Data provided |
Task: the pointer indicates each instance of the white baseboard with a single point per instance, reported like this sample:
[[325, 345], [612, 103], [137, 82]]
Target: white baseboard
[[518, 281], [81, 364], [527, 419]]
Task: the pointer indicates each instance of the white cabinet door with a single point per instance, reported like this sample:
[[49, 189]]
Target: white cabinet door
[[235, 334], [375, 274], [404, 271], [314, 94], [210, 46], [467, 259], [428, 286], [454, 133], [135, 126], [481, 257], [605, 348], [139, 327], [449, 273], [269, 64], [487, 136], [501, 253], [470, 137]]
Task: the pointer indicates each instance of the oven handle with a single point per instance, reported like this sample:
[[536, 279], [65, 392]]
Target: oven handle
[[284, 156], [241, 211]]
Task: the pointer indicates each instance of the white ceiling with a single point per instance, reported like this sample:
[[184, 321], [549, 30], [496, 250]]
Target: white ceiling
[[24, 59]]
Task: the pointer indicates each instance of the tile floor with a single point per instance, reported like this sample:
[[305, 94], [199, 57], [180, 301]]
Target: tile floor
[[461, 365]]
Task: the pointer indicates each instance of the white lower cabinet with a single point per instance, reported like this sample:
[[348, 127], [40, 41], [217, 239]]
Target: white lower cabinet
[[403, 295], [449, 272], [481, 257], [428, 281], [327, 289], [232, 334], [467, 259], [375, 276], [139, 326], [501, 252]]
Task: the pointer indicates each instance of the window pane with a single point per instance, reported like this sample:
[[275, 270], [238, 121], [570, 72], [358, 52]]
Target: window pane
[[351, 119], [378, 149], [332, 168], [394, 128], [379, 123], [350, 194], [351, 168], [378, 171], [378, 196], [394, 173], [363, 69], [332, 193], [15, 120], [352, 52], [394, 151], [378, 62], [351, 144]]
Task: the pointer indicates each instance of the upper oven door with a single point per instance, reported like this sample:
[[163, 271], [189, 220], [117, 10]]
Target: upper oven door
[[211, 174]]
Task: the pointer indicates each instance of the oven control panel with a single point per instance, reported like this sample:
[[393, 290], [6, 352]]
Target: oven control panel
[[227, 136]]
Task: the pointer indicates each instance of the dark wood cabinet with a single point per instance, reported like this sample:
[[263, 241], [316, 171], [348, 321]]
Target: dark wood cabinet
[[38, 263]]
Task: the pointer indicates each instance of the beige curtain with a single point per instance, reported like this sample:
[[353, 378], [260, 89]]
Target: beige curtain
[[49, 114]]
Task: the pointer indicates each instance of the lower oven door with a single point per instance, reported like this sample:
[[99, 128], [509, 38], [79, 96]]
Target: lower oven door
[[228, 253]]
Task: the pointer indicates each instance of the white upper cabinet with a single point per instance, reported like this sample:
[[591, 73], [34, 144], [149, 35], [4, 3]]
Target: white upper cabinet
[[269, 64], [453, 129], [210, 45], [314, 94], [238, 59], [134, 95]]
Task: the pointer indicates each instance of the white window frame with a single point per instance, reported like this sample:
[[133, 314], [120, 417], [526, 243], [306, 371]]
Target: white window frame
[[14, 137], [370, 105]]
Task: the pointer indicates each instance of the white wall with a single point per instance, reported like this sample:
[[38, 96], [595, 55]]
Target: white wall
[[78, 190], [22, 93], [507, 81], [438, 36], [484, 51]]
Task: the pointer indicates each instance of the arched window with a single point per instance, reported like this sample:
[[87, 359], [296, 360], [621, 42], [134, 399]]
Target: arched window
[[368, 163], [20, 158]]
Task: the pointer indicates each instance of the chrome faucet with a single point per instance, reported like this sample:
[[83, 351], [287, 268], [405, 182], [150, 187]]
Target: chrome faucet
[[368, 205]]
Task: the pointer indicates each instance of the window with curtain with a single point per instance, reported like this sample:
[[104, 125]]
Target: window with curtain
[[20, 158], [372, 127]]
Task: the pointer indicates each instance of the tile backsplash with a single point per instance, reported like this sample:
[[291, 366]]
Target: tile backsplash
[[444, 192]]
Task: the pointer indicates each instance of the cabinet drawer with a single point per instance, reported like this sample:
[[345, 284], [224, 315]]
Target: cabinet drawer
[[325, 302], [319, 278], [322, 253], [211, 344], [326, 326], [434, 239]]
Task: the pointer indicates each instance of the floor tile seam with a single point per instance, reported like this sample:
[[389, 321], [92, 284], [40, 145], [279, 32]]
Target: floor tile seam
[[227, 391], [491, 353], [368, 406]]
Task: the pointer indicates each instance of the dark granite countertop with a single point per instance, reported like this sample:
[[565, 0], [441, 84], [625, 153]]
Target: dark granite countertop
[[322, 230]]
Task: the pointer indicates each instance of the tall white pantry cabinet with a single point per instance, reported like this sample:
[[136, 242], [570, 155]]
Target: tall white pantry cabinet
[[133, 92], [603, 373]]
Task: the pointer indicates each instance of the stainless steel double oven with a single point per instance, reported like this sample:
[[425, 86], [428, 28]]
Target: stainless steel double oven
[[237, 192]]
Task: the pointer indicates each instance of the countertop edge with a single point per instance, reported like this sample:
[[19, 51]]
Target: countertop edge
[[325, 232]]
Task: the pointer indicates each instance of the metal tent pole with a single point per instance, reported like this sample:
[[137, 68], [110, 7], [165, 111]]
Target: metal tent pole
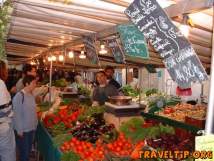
[[209, 128], [50, 79]]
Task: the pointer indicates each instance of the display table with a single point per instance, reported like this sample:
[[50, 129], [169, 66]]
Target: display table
[[171, 122], [45, 145]]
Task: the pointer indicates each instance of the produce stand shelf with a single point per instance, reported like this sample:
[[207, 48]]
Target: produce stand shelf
[[171, 122], [46, 145]]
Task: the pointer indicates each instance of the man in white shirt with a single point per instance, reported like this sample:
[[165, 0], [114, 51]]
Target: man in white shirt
[[7, 137]]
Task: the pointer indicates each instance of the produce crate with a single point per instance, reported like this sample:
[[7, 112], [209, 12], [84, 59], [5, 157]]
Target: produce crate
[[45, 144], [171, 122]]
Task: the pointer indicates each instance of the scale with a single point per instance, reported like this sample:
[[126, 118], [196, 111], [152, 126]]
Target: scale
[[134, 109]]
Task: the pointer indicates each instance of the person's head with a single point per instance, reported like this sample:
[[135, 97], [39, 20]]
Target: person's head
[[3, 71], [29, 70], [78, 79], [101, 78], [29, 82], [109, 71]]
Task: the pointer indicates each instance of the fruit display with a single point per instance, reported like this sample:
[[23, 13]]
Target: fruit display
[[129, 91], [61, 120], [181, 111], [85, 150], [149, 92], [84, 91], [91, 112], [92, 129], [60, 83], [171, 142], [82, 134], [158, 101], [137, 129]]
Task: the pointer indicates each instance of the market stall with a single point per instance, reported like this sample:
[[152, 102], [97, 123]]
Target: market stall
[[90, 35]]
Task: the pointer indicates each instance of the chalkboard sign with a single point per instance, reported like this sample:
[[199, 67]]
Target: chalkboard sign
[[133, 41], [179, 57], [117, 52], [91, 52]]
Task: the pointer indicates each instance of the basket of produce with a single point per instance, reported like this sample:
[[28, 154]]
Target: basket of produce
[[120, 100]]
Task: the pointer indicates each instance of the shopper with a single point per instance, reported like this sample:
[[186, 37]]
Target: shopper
[[27, 70], [25, 119], [103, 90], [7, 138], [109, 71]]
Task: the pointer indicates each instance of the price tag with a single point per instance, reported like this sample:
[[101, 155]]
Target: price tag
[[204, 143]]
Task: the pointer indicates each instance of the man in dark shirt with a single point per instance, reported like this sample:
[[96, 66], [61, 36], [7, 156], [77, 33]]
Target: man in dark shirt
[[109, 71], [103, 90]]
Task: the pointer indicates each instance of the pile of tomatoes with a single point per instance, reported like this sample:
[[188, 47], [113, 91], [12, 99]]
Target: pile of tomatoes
[[63, 115], [121, 147], [85, 150]]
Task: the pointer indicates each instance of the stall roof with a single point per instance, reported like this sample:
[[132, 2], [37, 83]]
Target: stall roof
[[42, 25]]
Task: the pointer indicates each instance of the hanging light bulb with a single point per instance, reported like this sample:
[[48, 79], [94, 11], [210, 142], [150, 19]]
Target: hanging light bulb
[[61, 58], [53, 58], [102, 49], [32, 63], [184, 27], [184, 30], [49, 58], [82, 55], [71, 54]]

Problem | Rewrite the records as a numbered list, one item per line with blank lines dropped, starting at the top of the records and stopping after the line that contains "[[461, 365]]".

Result |
1. Task: the pointer indicates each instance of the white baseboard with a single point per instance, reported like this sample:
2. [[325, 345], [612, 103], [137, 82]]
3. Target: white baseboard
4. [[518, 281], [81, 364], [527, 419]]
5. Task: the pointer indicates each instance of the white cabinet door with a single point per instance, reported like this sample:
6. [[49, 189]]
7. Target: white cabinet door
8. [[235, 334], [375, 274], [404, 271], [314, 94], [210, 46], [467, 259], [428, 286], [454, 133], [135, 126], [481, 257], [605, 348], [139, 327], [449, 273], [269, 64], [487, 136], [501, 253], [470, 137]]
9. Task: the pointer indicates each instance of the oven handle with a single point per instance, reported like this sample:
10. [[536, 279], [65, 392]]
11. Target: oven handle
12. [[284, 156], [241, 211]]
13. Task: the pointer indicates each instance of the white ceiling with a single point per instance, reported like this sample:
14. [[184, 321], [549, 30], [496, 250]]
15. Target: white ceiling
16. [[24, 59]]
17. Task: the pointer indicates each instance of the tile floor with a single point per instance, reported like this sample:
18. [[305, 94], [199, 57], [180, 301]]
19. Target: tile floor
20. [[461, 365]]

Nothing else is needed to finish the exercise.